#### Task to carry out
Leave out the pictures and restate every entry word for word.

#### Excerpted records
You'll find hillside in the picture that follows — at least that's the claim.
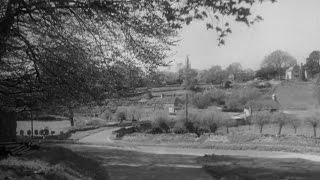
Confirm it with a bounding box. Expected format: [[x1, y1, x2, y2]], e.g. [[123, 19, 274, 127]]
[[275, 81, 318, 110]]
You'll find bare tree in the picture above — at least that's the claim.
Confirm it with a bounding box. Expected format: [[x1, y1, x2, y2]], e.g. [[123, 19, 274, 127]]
[[288, 116, 301, 134], [252, 111, 271, 133], [305, 112, 320, 138], [272, 112, 288, 135]]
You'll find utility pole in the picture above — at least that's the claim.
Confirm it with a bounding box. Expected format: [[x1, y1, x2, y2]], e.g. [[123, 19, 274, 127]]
[[185, 55, 190, 123]]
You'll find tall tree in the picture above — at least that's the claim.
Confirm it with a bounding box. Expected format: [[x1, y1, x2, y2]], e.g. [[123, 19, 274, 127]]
[[226, 62, 243, 81], [305, 50, 320, 79], [261, 50, 297, 80], [0, 0, 275, 112]]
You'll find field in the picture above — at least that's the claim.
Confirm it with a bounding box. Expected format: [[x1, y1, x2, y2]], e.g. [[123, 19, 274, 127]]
[[275, 81, 318, 110]]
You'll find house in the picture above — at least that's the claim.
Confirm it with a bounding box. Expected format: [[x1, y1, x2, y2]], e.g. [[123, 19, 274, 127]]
[[285, 63, 307, 81]]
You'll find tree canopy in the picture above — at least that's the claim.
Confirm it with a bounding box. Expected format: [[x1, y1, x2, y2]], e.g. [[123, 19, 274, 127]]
[[305, 50, 320, 79], [261, 50, 297, 80], [0, 0, 275, 111]]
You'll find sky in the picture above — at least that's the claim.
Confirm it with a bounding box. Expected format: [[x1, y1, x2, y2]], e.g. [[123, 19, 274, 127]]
[[167, 0, 320, 71]]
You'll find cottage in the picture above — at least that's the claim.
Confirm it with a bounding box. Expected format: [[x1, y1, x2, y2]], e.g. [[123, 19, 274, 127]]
[[285, 64, 307, 81]]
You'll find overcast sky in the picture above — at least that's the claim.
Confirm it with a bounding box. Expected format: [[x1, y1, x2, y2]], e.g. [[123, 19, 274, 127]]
[[168, 0, 320, 71]]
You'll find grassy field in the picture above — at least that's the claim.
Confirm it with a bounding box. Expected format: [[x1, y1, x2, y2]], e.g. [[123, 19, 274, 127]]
[[275, 81, 318, 110]]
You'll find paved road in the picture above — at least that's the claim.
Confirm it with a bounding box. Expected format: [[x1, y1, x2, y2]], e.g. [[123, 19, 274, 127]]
[[64, 144, 320, 180], [78, 127, 120, 144]]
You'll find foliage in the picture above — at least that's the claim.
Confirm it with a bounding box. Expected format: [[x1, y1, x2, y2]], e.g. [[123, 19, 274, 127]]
[[305, 50, 320, 79], [191, 93, 212, 109], [180, 56, 198, 90], [205, 89, 227, 105], [255, 67, 278, 80], [115, 108, 127, 123], [252, 111, 272, 133], [261, 50, 297, 80], [127, 106, 144, 121], [225, 87, 262, 111], [150, 110, 171, 133], [100, 109, 113, 121], [200, 65, 229, 84]]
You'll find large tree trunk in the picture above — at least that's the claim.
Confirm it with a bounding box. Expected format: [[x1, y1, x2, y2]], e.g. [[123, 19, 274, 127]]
[[68, 105, 74, 126], [313, 125, 317, 138], [259, 125, 263, 133], [0, 109, 17, 139]]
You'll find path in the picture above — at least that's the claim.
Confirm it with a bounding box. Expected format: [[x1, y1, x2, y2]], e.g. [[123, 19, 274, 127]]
[[78, 127, 120, 144], [78, 127, 320, 162]]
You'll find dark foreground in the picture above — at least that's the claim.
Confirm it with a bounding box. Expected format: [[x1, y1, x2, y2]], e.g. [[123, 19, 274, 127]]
[[2, 144, 320, 180]]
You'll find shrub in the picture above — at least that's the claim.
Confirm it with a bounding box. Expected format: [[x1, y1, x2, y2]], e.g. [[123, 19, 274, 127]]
[[34, 129, 38, 135], [27, 130, 31, 136], [191, 93, 211, 109], [115, 108, 127, 123], [127, 106, 144, 121], [150, 110, 171, 133], [225, 87, 262, 111], [205, 89, 226, 105], [198, 111, 225, 133], [101, 109, 113, 121], [272, 112, 289, 135], [252, 111, 271, 133], [172, 121, 188, 134]]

#### Solution to this exercise
You'll find hillside in the picture that follows — at least that's the claim.
Confirm it with a bounding box. Expected format: [[x1, y1, x2, y2]], e.g. [[123, 19, 274, 127]]
[[275, 81, 318, 110]]
You'll find bare tree in the picture above — at least that's the claim.
Confirm it with a bounding box. Expected format: [[x1, y1, x2, y2]], e.g. [[123, 19, 274, 127]]
[[288, 116, 301, 134], [252, 111, 271, 133], [305, 112, 320, 138], [272, 112, 288, 135]]
You'll find utility pole in the picture above — at least that's the claim.
Confirm it with a bounding box. Expected format: [[x1, y1, x2, y2]], e.g. [[123, 19, 274, 127]]
[[185, 55, 190, 123]]
You'll find tall tree in the picture above — at least that's the claim.
Confirm it with a bounding box. Expected format: [[x1, y1, x2, y2]], e.g. [[123, 19, 274, 127]]
[[226, 62, 243, 81], [305, 50, 320, 79], [261, 50, 297, 80], [0, 0, 275, 112]]
You'll find field in the picture above — at least that's the claim.
Confirm it with a bounding box. Expected format: [[x1, y1, x2, y2]], e.g. [[123, 19, 274, 127]]
[[275, 81, 318, 110]]
You'll find house in the picture above — at least that's the claim.
Confirm it with a bounding box. Expected format: [[x1, y1, x2, y2]], e.g. [[123, 19, 274, 127]]
[[285, 63, 307, 81]]
You'll find tree canopy in the picture above — at least that's the claim.
Confirm it with a bounding box. Expected format: [[x1, y1, x2, y2]], e.g. [[123, 19, 274, 127]]
[[305, 50, 320, 79], [261, 50, 297, 80], [0, 0, 275, 111]]
You'll find sky in the picture above — at least that's the claim.
Confirm it with a bounding box. Expected format: [[x1, y1, x2, y2]], e.g. [[123, 19, 274, 127]]
[[167, 0, 320, 71]]
You'll find cottage in the picture above — at least that's the claim.
Confirm it with a bounding box. Expected format: [[x1, y1, x2, y2]], e.g. [[123, 19, 274, 127]]
[[285, 64, 307, 81]]
You'll find overcast sky in the picture above — at least that's the claim.
Confirm it with a bounding box. Expected format: [[x1, y1, x2, y2]], e.g. [[123, 19, 274, 127]]
[[168, 0, 320, 71]]
You'll find grassy field in the picture above — at least that's the claim.
Confirm it with a bounding box. Expected format: [[x1, y1, x2, y2]], e.g. [[123, 19, 274, 127]]
[[275, 81, 318, 110]]
You'll find paved road in the picture above — at least that's the claim.
Confirm it with a bounding box. Expected format: [[x1, y1, x2, y2]], e.g. [[123, 19, 274, 127]]
[[64, 144, 320, 180], [78, 127, 120, 144]]
You'll find foliage in the picture above — at least that's the claim.
Confirm it with a bounding box. Expected format: [[x1, y1, x2, y2]], e.g. [[123, 19, 274, 127]]
[[305, 50, 320, 79], [191, 93, 212, 109], [180, 56, 198, 90], [205, 89, 227, 105], [255, 67, 278, 80], [115, 108, 127, 123], [252, 111, 272, 133], [261, 50, 297, 80], [127, 106, 144, 121], [225, 87, 262, 111], [150, 110, 171, 133], [100, 109, 113, 121], [200, 65, 229, 84]]
You'll find large tree trunk in the picture above — at least that's the claim.
Confirm it with a bounding box. Expected format: [[x1, y1, x2, y2]], e.g. [[123, 19, 274, 127]]
[[68, 105, 74, 126], [313, 125, 317, 138], [259, 125, 263, 133], [0, 109, 17, 139]]
You'll find path in the picture above — at least that's the claim.
Confirm it with a bounding box. Expected format: [[x1, y1, x2, y2]], e.g. [[123, 19, 274, 127]]
[[78, 127, 120, 144], [78, 127, 320, 162]]
You'll find dark foreground in the picture above — at least that's the claim.
Confirm it with a bounding box. Expected format: [[x1, y1, x2, y2]], e.g. [[123, 19, 274, 127]]
[[2, 144, 320, 180]]
You'll find shrub in the picture above — at least that's the claim.
Confirm it with a bounding box. Expected format: [[x1, y1, x2, y2]], e.g. [[123, 19, 274, 127]]
[[34, 129, 38, 135], [27, 130, 31, 136], [191, 93, 211, 109], [115, 108, 127, 123], [127, 106, 144, 121], [150, 110, 171, 133], [225, 87, 262, 111], [205, 89, 226, 105], [198, 111, 225, 133], [101, 109, 113, 121], [272, 112, 289, 135], [252, 111, 271, 133], [172, 121, 188, 134]]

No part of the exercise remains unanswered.